(AUSGANGSTEXT)

• • •

VwGH Ra 2017/10/0043

VwGHRa 2017/10/004323.5.2017

Der Verwaltungsgerichtshof hat durch den Vorsitzenden Senatspräsident Dr. Stöberl sowie den Hofrat Dr. Fasching und die Hofrätin Dr. Leonhartsberger als Richter, unter Mitwirkung des Schriftführers Mag. Uhlir, über die Revision der Salzburger Landesregierung in 5010 Salzburg, Mozartplatz 9, gegen das Erkenntnis des Landesverwaltungsgerichts Salzburg vom 27. Dezember 2016, Zl. 405-9/102/1/4-2016, betreffend Sozialhilfe (belangte Behörde vor dem Verwaltungsgericht:

Bezirkshauptmannschaft St. Johann im Pongau; mitbeteiligte Partei: G B, vertreten durch G B in B), den Beschluss gefasst:

Normen

AVG §13 Abs3;
AVG §37;
SHG Slbg 1975 §17 Abs1;
SHG Slbg 1975 §17;
SHG Slbg 1975 §6 Abs1;
SHG Slbg 1975 §6;
AVG §13 Abs3;
AVG §37;
SHG Slbg 1975 §17 Abs1;
SHG Slbg 1975 §17;
SHG Slbg 1975 §6 Abs1;
SHG Slbg 1975 §6;

 

Spruch:

Die Revision wird zurückgewiesen.

• • •

(VORLIEGENDE DATEN)
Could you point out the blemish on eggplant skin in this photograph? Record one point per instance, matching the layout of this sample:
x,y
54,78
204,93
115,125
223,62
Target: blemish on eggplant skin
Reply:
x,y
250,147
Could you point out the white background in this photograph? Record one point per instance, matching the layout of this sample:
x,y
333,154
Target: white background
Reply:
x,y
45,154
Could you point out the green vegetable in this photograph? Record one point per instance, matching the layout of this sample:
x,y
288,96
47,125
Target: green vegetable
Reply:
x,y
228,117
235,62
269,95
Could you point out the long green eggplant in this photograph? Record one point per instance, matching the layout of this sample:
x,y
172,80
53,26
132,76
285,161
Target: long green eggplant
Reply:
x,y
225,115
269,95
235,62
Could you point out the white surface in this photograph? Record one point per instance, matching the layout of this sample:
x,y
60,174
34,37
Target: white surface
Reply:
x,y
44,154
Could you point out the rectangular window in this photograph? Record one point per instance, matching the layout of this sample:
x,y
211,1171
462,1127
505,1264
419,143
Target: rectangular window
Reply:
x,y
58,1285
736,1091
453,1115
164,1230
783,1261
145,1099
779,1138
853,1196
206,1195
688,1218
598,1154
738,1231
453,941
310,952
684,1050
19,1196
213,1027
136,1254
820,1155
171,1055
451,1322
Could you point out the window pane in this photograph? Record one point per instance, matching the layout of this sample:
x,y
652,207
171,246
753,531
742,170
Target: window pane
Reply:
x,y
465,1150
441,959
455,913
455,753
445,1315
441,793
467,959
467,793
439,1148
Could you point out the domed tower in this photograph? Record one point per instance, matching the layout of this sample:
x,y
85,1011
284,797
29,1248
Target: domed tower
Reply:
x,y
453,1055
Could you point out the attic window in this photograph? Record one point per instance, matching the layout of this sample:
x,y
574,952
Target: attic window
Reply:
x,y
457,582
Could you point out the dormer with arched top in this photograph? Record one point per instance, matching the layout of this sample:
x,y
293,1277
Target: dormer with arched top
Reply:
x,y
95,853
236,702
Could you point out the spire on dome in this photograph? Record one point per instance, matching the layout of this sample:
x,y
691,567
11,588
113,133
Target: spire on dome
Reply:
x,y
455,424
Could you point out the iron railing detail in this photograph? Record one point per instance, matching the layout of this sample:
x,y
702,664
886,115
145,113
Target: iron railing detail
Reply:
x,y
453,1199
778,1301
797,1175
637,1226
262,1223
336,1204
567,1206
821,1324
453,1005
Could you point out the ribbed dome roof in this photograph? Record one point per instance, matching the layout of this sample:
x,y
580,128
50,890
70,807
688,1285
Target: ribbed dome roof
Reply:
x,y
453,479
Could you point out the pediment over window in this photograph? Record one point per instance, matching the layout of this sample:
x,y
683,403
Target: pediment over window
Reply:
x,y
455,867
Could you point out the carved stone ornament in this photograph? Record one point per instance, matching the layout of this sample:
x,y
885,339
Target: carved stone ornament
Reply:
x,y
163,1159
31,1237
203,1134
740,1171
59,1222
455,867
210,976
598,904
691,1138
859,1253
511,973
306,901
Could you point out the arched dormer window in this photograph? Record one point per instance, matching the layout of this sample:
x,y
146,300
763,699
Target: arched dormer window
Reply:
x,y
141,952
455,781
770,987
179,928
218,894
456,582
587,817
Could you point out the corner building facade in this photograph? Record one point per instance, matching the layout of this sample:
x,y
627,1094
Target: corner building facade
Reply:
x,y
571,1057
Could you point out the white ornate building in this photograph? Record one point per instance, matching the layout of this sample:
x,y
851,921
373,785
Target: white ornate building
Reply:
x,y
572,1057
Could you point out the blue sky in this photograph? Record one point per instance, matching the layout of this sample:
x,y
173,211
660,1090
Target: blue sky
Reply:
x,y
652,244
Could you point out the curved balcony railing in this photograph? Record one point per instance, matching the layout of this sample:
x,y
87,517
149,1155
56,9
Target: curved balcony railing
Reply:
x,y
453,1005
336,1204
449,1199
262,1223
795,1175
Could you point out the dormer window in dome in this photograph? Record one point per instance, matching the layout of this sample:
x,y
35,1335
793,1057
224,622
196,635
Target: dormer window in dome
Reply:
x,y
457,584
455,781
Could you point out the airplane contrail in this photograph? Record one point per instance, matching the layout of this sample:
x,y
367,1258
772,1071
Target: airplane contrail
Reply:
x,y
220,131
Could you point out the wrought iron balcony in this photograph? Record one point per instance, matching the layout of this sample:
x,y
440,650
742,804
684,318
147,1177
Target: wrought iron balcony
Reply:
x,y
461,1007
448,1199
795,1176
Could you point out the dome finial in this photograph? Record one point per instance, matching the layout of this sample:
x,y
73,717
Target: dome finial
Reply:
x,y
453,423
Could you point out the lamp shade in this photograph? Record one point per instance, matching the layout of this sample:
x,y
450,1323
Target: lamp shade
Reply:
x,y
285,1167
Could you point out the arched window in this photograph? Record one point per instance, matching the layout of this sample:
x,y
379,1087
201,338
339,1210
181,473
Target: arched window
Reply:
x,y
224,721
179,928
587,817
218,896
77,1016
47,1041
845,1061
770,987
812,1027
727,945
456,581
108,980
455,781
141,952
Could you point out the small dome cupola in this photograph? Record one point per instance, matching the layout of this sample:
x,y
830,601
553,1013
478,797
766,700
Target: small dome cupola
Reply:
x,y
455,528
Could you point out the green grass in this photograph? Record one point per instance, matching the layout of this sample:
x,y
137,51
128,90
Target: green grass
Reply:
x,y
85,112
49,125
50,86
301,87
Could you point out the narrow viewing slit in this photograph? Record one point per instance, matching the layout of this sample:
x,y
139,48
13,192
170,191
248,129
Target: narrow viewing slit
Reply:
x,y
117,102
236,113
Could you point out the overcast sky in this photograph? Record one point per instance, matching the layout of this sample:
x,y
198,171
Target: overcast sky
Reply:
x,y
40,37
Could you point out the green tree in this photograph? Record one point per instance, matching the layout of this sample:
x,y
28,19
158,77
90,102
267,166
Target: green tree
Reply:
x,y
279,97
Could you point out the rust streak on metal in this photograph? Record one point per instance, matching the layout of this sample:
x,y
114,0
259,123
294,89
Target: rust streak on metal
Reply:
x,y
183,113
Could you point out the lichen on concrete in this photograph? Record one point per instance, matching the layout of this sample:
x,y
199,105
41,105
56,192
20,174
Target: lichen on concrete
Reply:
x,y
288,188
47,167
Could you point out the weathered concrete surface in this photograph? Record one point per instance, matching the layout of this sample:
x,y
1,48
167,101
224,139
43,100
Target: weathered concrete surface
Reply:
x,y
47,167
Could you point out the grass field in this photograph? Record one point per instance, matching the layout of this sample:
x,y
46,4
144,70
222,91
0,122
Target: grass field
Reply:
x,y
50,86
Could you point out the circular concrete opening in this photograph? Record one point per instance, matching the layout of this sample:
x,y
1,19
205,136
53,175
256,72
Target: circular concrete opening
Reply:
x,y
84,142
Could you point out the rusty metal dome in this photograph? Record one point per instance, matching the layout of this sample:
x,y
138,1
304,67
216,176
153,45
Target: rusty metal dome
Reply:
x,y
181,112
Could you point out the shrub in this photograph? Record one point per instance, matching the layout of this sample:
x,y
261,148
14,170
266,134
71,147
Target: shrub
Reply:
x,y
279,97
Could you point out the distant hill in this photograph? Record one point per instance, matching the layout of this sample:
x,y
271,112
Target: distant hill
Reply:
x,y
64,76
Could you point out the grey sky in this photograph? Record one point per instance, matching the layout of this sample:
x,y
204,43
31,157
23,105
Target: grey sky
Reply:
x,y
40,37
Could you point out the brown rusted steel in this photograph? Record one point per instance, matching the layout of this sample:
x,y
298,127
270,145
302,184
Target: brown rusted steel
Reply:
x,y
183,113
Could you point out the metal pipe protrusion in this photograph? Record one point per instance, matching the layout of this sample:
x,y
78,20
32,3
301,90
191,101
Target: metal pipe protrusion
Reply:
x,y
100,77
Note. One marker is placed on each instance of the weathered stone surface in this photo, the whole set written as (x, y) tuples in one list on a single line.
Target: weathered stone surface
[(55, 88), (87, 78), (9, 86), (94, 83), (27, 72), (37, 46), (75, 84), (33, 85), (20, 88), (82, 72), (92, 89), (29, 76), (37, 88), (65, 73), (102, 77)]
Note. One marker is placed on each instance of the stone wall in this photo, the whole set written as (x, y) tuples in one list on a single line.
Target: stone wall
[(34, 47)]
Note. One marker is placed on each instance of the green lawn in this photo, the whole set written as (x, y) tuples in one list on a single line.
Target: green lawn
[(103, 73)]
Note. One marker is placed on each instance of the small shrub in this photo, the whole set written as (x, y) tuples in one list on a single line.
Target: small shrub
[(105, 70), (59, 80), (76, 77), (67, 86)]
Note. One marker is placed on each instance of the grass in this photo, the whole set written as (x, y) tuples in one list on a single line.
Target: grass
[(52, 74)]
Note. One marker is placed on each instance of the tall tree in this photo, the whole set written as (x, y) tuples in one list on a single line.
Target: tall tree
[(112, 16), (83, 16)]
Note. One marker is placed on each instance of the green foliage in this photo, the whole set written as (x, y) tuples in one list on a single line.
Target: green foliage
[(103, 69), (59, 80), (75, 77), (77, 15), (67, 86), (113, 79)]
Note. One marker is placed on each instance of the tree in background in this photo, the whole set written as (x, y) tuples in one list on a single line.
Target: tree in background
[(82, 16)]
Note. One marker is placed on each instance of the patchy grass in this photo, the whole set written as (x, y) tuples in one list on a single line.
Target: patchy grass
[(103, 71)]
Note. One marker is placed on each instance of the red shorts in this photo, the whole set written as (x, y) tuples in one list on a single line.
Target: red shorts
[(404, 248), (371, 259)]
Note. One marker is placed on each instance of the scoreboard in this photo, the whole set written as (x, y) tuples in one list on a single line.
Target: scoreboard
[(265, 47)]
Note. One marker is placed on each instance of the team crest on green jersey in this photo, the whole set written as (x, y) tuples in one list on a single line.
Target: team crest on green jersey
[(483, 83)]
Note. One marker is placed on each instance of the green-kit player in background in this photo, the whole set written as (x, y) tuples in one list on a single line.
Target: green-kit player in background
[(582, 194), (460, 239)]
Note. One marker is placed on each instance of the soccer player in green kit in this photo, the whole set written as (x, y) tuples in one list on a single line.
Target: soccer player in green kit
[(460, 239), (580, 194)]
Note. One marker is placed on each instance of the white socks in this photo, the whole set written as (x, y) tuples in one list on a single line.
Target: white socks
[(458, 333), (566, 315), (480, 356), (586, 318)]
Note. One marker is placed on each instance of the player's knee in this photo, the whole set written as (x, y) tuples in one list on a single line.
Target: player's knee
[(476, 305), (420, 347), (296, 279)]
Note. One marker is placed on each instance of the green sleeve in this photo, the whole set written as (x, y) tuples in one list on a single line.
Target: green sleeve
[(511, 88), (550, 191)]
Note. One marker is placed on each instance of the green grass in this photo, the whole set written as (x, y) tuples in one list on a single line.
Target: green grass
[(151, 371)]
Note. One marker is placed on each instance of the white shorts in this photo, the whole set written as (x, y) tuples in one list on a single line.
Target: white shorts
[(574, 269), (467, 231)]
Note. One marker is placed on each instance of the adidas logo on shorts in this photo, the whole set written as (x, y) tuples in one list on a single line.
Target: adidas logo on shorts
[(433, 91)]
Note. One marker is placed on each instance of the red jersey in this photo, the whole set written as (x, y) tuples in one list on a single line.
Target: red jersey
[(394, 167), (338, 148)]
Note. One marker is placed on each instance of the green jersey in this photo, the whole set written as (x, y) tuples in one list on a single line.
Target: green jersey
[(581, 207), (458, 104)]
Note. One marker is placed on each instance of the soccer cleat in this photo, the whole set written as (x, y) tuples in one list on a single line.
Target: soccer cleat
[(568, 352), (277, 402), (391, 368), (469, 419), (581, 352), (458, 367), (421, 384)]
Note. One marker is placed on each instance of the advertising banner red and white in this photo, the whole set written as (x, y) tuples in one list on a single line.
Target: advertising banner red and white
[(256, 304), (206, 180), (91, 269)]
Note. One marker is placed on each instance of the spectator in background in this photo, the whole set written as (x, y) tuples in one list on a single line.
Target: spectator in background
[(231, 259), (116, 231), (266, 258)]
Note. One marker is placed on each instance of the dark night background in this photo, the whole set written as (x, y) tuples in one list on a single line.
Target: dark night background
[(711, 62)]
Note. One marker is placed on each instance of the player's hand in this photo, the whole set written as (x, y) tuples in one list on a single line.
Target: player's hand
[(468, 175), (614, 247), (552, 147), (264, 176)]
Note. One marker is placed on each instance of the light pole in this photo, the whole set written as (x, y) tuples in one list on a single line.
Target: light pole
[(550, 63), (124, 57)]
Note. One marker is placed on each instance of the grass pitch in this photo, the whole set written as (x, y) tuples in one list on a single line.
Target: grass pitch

• • •

(AUFGABE) Liste sämtliche Rechtsvorschriften auf, die der Ausgangstext unter „Normen“ anführt, und nenne jede davon nur einmal.

(MUSTERLÖSUNG)
- AVG §13 Abs3
- AVG §37
- SHG Slbg 1975 §17 Abs1
- SHG Slbg 1975 §17
- SHG Slbg 1975 §6 Abs1
- SHG Slbg 1975 §6